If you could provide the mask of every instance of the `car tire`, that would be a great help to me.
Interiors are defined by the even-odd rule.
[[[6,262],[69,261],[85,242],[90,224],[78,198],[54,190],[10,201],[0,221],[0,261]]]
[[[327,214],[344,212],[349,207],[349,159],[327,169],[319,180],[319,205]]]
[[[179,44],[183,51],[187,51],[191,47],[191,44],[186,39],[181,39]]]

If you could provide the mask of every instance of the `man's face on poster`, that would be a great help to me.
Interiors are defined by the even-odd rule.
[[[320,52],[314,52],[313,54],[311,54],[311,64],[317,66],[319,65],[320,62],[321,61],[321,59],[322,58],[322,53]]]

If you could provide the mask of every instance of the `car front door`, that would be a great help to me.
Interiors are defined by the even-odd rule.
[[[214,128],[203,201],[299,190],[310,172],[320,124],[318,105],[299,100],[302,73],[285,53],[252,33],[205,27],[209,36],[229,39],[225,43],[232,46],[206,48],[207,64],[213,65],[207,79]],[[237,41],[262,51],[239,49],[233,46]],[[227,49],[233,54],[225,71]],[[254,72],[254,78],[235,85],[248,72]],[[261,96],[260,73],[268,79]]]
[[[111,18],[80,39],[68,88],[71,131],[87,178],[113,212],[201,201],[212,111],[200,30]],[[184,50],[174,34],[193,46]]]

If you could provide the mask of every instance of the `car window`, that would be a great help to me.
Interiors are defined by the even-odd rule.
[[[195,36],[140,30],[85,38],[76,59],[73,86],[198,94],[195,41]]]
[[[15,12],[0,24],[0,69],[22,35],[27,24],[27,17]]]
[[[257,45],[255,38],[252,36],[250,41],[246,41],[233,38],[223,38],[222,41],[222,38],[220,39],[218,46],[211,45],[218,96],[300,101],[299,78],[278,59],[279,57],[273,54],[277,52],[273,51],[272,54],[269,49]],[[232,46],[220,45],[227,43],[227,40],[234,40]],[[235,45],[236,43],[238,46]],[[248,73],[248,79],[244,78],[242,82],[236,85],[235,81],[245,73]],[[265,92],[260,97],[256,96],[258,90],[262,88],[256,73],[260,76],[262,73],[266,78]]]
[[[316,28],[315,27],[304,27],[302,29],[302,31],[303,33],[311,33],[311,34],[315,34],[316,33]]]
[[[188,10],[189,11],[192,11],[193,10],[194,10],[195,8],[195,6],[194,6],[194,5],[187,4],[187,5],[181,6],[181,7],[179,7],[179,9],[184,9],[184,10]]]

——

Which lines in the records above contain the word "that"? Pull out each of them and copy it in full.

**FULL SOLUTION**
If you could provide the mask of every instance of the `car tire`, that would be a great help to me.
If you could provide the mask of every instance of the `man's face on poster`, that would be a great help to me.
If you could provide the mask of every instance of the `car front door`, that would be a great help to me.
If you could provide the mask of every instance of the `car window`, that would be a great help to me.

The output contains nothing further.